SUPPLIED DATA —

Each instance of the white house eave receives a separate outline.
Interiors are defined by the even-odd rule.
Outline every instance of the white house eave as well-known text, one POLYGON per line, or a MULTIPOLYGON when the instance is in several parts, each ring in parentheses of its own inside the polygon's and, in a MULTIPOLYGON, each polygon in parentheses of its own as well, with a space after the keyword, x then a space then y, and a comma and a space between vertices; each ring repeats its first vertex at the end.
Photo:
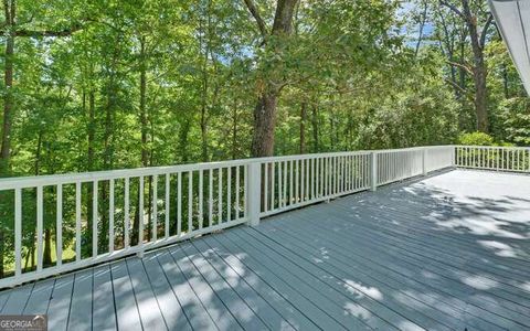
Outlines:
POLYGON ((530 95, 530 0, 488 0, 500 34, 530 95))

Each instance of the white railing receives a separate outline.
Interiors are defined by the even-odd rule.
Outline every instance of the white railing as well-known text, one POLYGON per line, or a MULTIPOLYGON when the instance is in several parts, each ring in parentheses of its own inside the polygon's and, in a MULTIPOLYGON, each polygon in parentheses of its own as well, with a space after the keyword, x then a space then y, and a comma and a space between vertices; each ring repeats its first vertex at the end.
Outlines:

EXERCISE DIRECTIONS — Quote exactly what appears from the line containing "Each instance of the white railing" through the final line of the listing above, including both of those lines.

EXERCISE OUTPUT —
Each instance of the white railing receives a separate outline.
Interiors are defined by the even-odd rule.
Outline every instance of the white railing as well-known text, one POLYGON per line, or a MULTIPOLYGON when the instance is in several parts, each ring in parentheses of its own inside the polygon's and, in a MULTIPOLYGON, each polygon in parentheses of its own as well, with a space after the keyword, x then a space then y, and a comma and a space between vertices; each ring repeats its first vertex at the end.
Outlines:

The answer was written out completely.